• _Supplied information_:
►
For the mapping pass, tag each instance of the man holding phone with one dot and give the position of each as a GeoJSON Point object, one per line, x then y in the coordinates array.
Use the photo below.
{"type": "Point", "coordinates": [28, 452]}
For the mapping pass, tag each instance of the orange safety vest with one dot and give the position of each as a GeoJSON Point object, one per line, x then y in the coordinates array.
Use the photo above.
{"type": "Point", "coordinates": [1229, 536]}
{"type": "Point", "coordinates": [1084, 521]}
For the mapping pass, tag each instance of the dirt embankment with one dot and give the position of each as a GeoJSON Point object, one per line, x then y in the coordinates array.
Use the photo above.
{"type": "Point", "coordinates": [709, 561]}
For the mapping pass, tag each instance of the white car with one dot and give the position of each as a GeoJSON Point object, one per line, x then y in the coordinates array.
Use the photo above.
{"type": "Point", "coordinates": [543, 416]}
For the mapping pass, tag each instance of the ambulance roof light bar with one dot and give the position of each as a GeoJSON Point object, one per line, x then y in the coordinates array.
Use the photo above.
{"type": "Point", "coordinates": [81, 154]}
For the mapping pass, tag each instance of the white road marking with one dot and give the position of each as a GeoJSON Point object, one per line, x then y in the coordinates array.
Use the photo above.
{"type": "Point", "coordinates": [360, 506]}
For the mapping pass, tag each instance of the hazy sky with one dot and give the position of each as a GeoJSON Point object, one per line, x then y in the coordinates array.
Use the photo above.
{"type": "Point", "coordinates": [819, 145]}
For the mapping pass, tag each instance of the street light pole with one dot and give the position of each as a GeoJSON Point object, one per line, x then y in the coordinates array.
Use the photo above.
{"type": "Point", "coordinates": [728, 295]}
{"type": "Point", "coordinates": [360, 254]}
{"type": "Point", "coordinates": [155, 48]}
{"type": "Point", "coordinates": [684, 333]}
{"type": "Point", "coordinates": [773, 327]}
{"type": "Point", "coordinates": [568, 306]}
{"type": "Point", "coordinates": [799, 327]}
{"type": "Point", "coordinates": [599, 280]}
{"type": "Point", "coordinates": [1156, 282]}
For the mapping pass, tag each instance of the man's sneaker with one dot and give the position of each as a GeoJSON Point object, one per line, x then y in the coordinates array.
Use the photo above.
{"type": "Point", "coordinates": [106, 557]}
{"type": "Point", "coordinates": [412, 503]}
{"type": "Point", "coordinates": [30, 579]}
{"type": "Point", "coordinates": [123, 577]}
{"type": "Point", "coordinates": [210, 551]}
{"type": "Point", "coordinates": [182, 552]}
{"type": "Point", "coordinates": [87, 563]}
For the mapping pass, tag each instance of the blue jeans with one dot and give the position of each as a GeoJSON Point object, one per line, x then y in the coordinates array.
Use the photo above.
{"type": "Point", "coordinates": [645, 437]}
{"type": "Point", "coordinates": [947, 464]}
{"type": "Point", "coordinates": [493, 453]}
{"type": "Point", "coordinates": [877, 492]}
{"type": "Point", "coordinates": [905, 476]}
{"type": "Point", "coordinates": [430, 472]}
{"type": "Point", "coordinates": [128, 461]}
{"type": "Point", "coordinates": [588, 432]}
◄
• _To be done_:
Find the line containing "For the mapping pass, tag each instance of the blue". Reproduce it exactly, along with every line after it through the last.

• _Solution to this problem_:
For the mapping pass, tag each instance of the blue jeans with one dot and give the position of each as a GeoJSON Point object, one per line, x then y in the coordinates array.
Use the photo above.
{"type": "Point", "coordinates": [645, 437]}
{"type": "Point", "coordinates": [947, 464]}
{"type": "Point", "coordinates": [493, 453]}
{"type": "Point", "coordinates": [877, 492]}
{"type": "Point", "coordinates": [905, 476]}
{"type": "Point", "coordinates": [430, 472]}
{"type": "Point", "coordinates": [128, 461]}
{"type": "Point", "coordinates": [588, 432]}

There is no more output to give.